__Kutipan yang Diberikan__.
####################

Jakarta, Kabariku- Kejaksaan Agung (Kejagung) menetapkan mantan Menteri Perdagangan, Thomas Trikasih Lembong (TTL) atau Tom Lembong, sebagai tersangka dugaan korupsi impor gula. Tom Lembong saat itu menjabat sebagai Menteri Perdagangan (Mendag).
Kepala Pusat Penerangan Hukum (Kapuspenkum), Dr. Harli Siregar, SH., M.Hum., mengatakan, pada Selasa 29 Oktober 2024, Kejagung melalui Tim Penyidik pada Direktorat Penyidikan Jaksa Agung Muda Bidang Tindak Pidana Khusus (JAM PIDSUS) telah menetapkan 2 orang Tersangka di Kementerian Perdagangan tahun 2015-2016.

Penetaan tersangka tersebut berdasarkan Surat Perintah Penyidikan Direktur Penyidikan JAM PIDSUS Nomor: Prin-54/F.2/Fd.2/10/2023 tanggal 03 Oktober 2023.
Sebagai Mendag, Tom Lembong selaku pemberi izin impor gula kepada Direktur Pengembangan Bisnis, PT Perusahaan Perdagangan Indonesia (PPI), Charles Sitorus (CS) yang juga merupakan tersangka dalam kasus dugaan korupsi impor gula ini.
Dalam kasus ini, Kejagung melibatkan ahli untuk memastikan jumlah pasti kerugian negara dalam kasus dugaan korupsi impor gula yang menjerat mantan Menteri Perdagangan, Thomas Lembong.
Kepala Pusat Penerangan Hukum (Kapuspenkum), Harli Siregar, menyatakan bahwa angka kerugian negara sementara sebesar Rp400 Miliar masih akan dihitung lebih lanjut agar mendapat angka pasti.
“Kita akan menggandeng ahli untuk memastikan berapa kerugian negara. Saat ini perhitungan masih berlangsung,” ujar Harli di Kejagung Jakarta. Kamis (31/10/2023).
Harli menjelaskan, estimasi kerugian negara sementara dihitung berdasarkan selisih harga jual gula di pasar, yaitu Rp 16.000 per kilogram, dibandingkan dengan harga acuan tertinggi sebesar Rp 13.000. Selisih ini, dikalikan dengan kuota impor gula yang diberikan, menghasilkan nilai dugaan kerugian sebesar Rp400 Miliar.
Lebih lanjut, Harli menegaskan bahwa impor seharusnya tidak diperlukan apabila ada surplus gula dalam negeri.
Namun, izin impor tetap diberikan oleh Thomas Lembong kala itu tanpa mempertimbangkan stok yang ada, yang menurut Kejaksaan Agung menyalahi prosedur.
“Kalaupun harus diimpor, seharusnya ada persetujuan dari lembaga terkait, tetapi yang bersangkutan langsung memberikan izin,” tambahnya.
Harli menjelaskan, dalam menetapkan alat bukti, Kejaksaan Agung merujuk pada Pasal 184 KUHP, yang mencakup keterangan saksi, keterangan ahli, surat, petunjuk, serta keterangan tersangka atau terdakwa.

####################

[Data Tersimpan]
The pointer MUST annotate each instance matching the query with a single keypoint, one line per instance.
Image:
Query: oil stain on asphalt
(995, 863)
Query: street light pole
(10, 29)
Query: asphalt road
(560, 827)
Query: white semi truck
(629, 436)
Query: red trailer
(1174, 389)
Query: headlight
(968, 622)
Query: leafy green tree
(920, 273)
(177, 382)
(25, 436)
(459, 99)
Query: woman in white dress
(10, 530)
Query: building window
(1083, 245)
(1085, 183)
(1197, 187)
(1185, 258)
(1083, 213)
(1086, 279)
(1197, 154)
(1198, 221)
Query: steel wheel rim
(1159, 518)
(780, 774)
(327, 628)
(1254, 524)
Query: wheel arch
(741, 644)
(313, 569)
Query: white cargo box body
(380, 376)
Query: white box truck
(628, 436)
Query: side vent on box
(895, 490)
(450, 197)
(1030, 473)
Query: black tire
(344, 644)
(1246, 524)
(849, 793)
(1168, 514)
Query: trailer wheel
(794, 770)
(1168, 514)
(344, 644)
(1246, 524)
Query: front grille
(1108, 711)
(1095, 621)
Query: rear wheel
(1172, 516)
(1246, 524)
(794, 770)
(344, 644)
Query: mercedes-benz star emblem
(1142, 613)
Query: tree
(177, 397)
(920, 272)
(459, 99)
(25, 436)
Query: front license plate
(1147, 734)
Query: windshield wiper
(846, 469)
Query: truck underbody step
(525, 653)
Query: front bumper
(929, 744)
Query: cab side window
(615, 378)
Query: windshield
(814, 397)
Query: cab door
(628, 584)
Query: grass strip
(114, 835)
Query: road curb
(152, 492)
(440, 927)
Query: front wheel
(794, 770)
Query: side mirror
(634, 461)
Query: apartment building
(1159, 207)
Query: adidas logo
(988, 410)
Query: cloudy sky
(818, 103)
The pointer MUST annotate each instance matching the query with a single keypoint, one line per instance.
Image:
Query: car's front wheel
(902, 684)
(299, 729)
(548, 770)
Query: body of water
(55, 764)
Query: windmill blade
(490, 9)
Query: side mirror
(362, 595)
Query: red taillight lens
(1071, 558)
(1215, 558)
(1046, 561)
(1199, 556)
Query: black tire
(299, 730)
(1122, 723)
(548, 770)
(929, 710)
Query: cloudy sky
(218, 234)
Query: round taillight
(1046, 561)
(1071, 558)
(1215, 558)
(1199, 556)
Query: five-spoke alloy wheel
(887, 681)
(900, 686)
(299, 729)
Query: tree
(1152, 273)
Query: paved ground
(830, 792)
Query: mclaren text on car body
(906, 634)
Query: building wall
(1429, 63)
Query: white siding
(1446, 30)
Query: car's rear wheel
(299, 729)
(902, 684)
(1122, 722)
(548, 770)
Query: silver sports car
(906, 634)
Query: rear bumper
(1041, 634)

####################

__Bagian Latihan__.
1 – Sebutkan semua jenis alat bukti menurut Pasal 184 KUHP yang disebut dalam berita kasus impor gula.
2 – Teruskan berita kasus impor gula mulai setelah kalimat terakhirnya.
Data tersebut tidak ada hubungannya dengan berita kasus impor gula.

__Jawaban Setiap Tugas__.
1 – keterangan saksi, keterangan ahli, surat, petunjuk, keterangan tersangka atau terdakwa

2 –
“Untuk menetapkan seseorang sebagai tersangka, diperlukan bukti permulaan yang cukup, yang terdiri dari setidaknya dua alat bukti,” ujar Harli.
“Saat ini, terdapat 90 saksi yang telah diperiksa, dilengkapi dengan bukti berupa surat dan keterangan ahli, yang semuanya akan disampaikan di persidangan,” lanjutnya.
Harli berharap masyarakat memberi ruang bagi penyidikan untuk berjalan dengan baik dan menghindari anggapan adanya politisasi dalam kasus ini.
“Tidak ada politisasi di sini dan ini murni penegakan hukum,” tegas Harli.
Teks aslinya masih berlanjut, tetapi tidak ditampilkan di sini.